» İstenen Görevler
[1] Sokrates ve kamu yararı üzerine olan metne göre Sokrates, yasanın öngördüğü cezadan kaçma imkânı varken ne yapmıştır?
[2] Sokrates ve kamu yararı konulu metni son cümlesinden sonra sürdürün.

» Verilen Metin
━━━━━━━━━━

Diyebiliriz ki Protagoras kamu yararı ile ilgili bir evresellik iddiasında bulunmadığı gibi her bir site ile sınırlı olmak kaydı ile bir toplumsal mutabakatın gerekliliğini de vurgulamak durumunda kalmıştır. 

  1. Sokrates ve Kamu Yararı

Sokrates sofistlerin her şeyin ölçüsünün insan olduğu görüşüne şiddetle karşı çıkar. Diğer yandan Sokrates devleti doğal bir kurum olarak ta görmez. Vatandaşlarının ruhlarını yüceltmek ve onları mutluluğa eriştirmekle mükellef olan devletin yasaları sözleşme ile belirlendiğine ve ona    Sokrates’in devlet yönetiminde siyaset konusunda ehil ve bilgili insanların görev alması gerektiğini savunduğunu hem Platon hem de Ksenofon aktarmaktadır. Sokrates’in devletin yasalarını hayatı pahasına bağlı olduğunu, yasanın öngördüğü cezadan kaçma imkanı varken bunu reddettiği ve baldıran zehrini cesaretle yudumladığını biliyoruz. Dolayısıyla sözleşmeye bağlılığın sözünde durmanın bir erdem olarak ne kadar yüce bir haslet olduğunu, her zaman olduğu gibi metinleriyle değil fakat bizzat örnek yaşamıyla olduğu gibi örnek ölümü ile de göstermiştir. Yasanın ihlal edilmesini kamu yararı açısından belki en kötü şey olarak görmüş ve hayatı pahasına yasaya bağlı kalmıştır.

━━━━━━━━━━

» Verilen Bilgiler
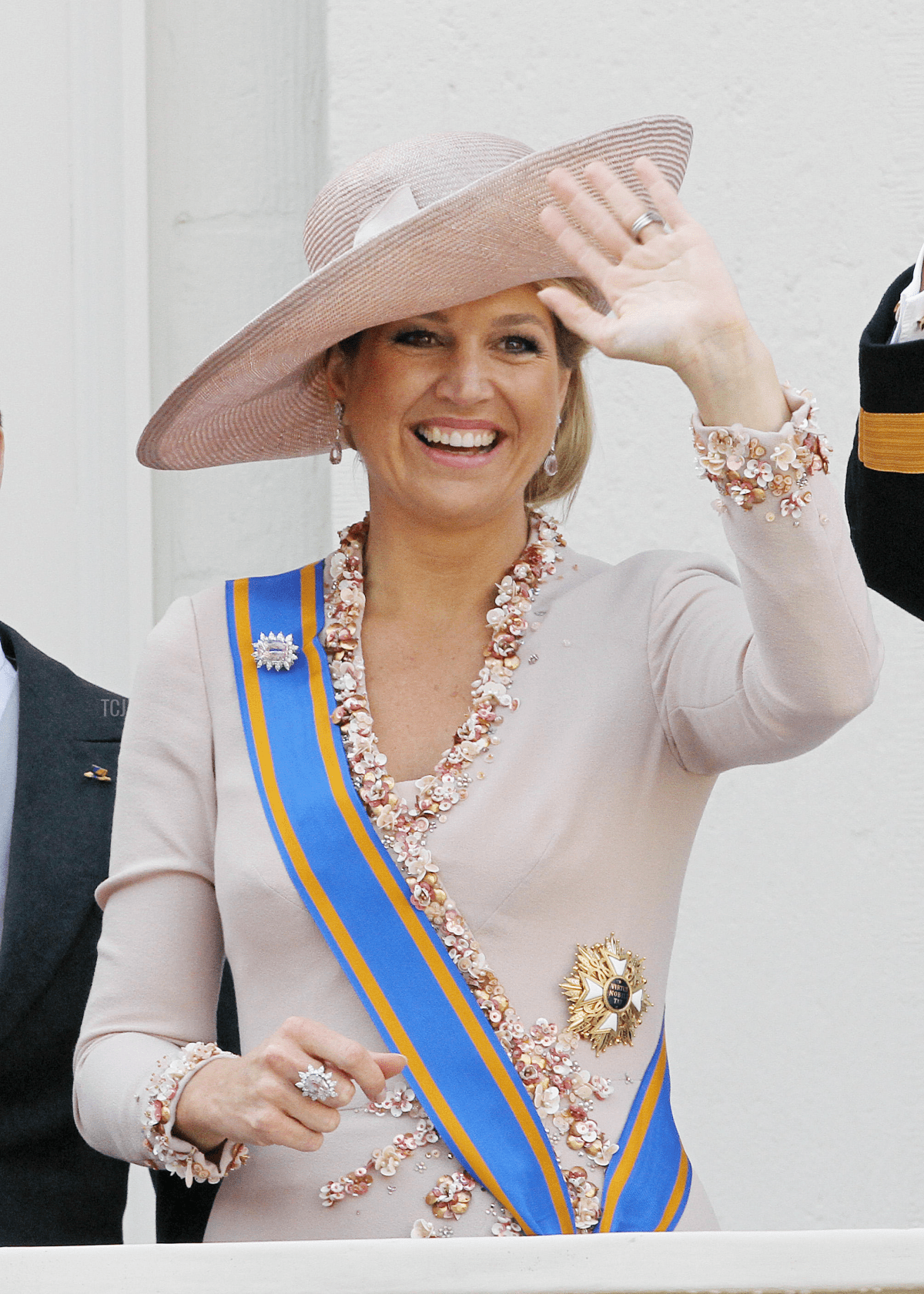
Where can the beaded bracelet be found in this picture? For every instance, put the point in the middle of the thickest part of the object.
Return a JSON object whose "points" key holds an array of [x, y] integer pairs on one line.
{"points": [[170, 1152], [745, 470]]}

━━━━━━━━━━

» Alıştırma Cevapları
[1] Kaçmayı reddetmiş ve baldıran zehrini cesaretle yudumlamıştır.

[2]
  1. Platon’da Kamu Yararı

Platon için devlet erdemli bir hayatın teminatıdır. Devlet vatandaşlarına erdemli bir hayatı temin etmek için vardır. O halde Platon için kamu yararı olarak değerlendirilebilecek en büyük değer erdemli bir hayata ulaşmaktır diyebiliriz. Platon için elbette doksada mutlak bir erdemli hayata erişmek asla mümkün değildir, fakat idealara bakarak ancak ona yaklaşabiliriz. “İdeal devlet insanlara mutluluk sağlayan, yeryüzünde doğru bir yaşamı mümkün kılan, değişimi ve izafiliği dışta bırakarak evrensel değerler üzerine kurulan ve otoritesini herkesin kabul ettiği bir meşruiyeti içeren ve bu meşruiyeti de felsefeden ve aklın ilkelerinden alan devlettir.”

Platon Kamu Yararı kavramı üzerine konuşmak yerine, doğrudan tüm felsefesini kamu yararını gözeten ideal bir devlet anlayışını ortaya koymaya adamıştır. En yüksek kamu yararı olarak gördüğü erdemli toplumu ve ideal devlete ulaşmayı sağlayacak ilkeleri ortaya koymakla kalmış bu erdemlerin nasıl bir eğitim metoduyla elde edileceği üzerinde detaylıca durmuştur. İdealizmin atası Platon’un kamu yararı kavramı üzerine konuşmaktansa erdemli toplum için gerçek yöntemler ve uygulamalar arayışı ile realitenin tam da merkezinde yer alması zekice bir ironi olsa gerek.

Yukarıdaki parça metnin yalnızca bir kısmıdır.